Another activity was snorkeling for lobster.  Venturing forth in the dinghy, I would stay in the boat to pull the catch off the spear while Bob went into the water with mask, fins, gloves, and fishing spear.  Three days we went out and not even a glimpse of the spiny creatures.   

The weather had calmed so we decided to leave the marina and go to the anchorage just off the town pier.  We went out and anchored where other boats were waiting for a "weather window" to go south.  The next leg of our journey was going to be an overnighter.  I was still smarting from the wretched Gulf Stream crossing so I wanted the weather to be perfect.  We met the people on Dos Tejuanos (two Texans) and Lagniappe.  They also were waiting for weather.  They invited us over and we planned to go with them.  Each afternoon, we would listen to the SSB for Herb, a Canadian weather expert who interprets weather data and then advises cruisers and fishermen about weather conditions and his opinion as to whether it will be safe to make a passage.  Each day for two weeks, Herb said not to go the next day but maybe in a couple of days.  It became a joke that we would be able to vote in the next Rum Cay election!

___

__Task instructions__. Extend the cruising account above, picking up right after its final sentence.

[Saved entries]
___

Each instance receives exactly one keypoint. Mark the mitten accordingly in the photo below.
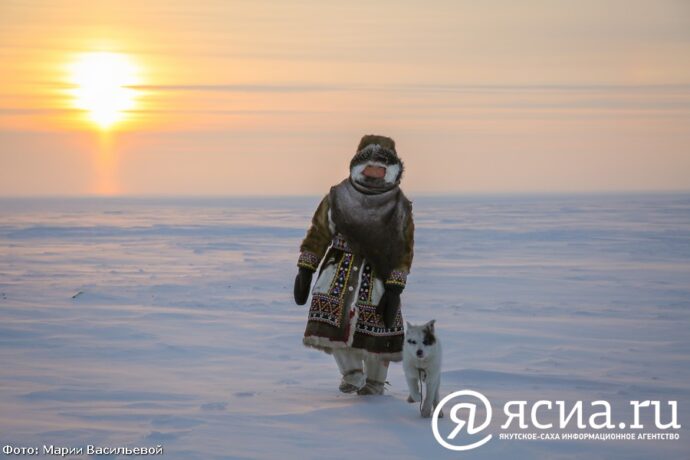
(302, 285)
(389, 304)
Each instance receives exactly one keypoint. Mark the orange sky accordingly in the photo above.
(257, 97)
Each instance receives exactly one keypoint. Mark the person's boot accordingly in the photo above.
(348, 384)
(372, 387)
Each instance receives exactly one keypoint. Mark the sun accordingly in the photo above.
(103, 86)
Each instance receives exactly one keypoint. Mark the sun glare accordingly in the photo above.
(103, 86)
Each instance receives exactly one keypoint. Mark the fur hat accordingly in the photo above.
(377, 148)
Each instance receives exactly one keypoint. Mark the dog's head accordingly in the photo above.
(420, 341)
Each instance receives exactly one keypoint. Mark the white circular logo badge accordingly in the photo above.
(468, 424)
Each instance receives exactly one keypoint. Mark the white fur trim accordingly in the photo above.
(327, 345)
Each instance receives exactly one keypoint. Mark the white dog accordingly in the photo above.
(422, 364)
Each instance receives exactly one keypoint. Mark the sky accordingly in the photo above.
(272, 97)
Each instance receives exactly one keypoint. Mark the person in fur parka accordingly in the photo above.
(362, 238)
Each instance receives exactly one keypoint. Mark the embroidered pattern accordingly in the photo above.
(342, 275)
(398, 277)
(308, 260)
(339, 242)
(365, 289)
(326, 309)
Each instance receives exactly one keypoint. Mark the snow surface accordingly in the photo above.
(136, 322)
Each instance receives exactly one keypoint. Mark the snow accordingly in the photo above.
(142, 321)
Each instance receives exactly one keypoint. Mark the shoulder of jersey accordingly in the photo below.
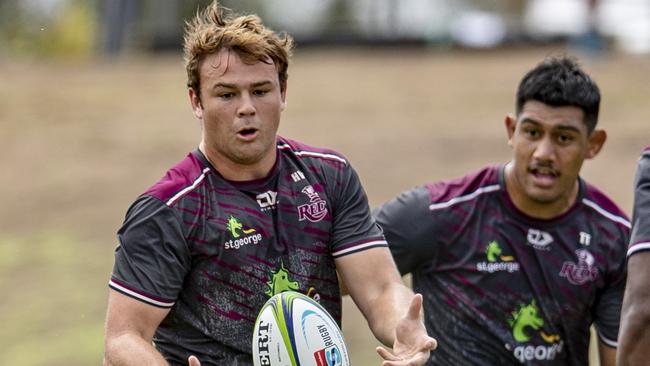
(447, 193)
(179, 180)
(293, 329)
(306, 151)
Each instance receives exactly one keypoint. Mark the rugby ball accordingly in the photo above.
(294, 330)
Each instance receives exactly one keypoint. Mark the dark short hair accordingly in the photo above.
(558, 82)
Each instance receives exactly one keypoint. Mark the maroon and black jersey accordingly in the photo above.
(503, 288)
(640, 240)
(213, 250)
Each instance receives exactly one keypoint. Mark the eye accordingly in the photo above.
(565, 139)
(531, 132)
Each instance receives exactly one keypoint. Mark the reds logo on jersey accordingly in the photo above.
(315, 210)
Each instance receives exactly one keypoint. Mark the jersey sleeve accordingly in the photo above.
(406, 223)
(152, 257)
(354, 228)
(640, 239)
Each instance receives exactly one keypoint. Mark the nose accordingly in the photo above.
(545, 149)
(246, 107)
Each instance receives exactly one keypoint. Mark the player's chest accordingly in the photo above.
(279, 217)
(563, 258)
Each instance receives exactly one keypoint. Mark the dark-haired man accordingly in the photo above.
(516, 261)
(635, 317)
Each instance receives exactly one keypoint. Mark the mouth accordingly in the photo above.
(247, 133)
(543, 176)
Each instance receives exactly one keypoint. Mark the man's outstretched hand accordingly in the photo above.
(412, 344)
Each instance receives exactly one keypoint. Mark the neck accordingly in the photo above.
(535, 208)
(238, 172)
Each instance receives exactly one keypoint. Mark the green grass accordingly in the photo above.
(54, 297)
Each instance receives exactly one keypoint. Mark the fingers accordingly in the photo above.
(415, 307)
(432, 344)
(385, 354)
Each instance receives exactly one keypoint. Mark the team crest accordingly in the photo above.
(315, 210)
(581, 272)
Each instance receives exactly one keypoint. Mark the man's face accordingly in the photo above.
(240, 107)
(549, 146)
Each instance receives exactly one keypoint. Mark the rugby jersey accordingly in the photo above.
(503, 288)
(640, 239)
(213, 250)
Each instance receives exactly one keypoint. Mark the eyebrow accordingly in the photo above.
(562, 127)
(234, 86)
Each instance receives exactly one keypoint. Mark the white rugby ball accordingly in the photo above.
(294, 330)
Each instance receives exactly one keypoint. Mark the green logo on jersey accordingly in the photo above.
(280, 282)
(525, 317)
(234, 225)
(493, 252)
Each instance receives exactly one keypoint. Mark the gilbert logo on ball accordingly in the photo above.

___

__Written answer__.
Viewing Viking Rose from shore at Rum Cay

There was no e-mail on Rum Cay so we could neither send nor receive messages.  The island did have a grocery store, two variety stores with some groceries, a restaurant with a sand floor, and a five-star restaurant at the marina.  The latter cost $30.00 per person for a meal prepared by a chef with Japanese training.  Adding drinks and 18% gratuity, a couple could easily drop $100.00 for a meal.  We decided that was a luxury we could forgo although many cruisers did enjoy an evening there.

Local entertainer

We also enjoyed the festivities of Rum Cay Day, a homecoming and fund-raising event.  A ceremony was broadcast live on Nassau radio for two hours with a lot of speeches and recognition of dignitaries from other islands who had flown in for the affair.  People listening to the broadcast thought there were hundreds of people in attendance.  Actually, the radio station was using canned laughter.  Best of all, there was food.  The locals prepared their best dishes and served them at the park in front of the government dock.  Fantastic eating, wahoo fish salad, highly seasoned sautéed tuna, slaw, potato salad, wonderful macaroni and cheese, and cakes.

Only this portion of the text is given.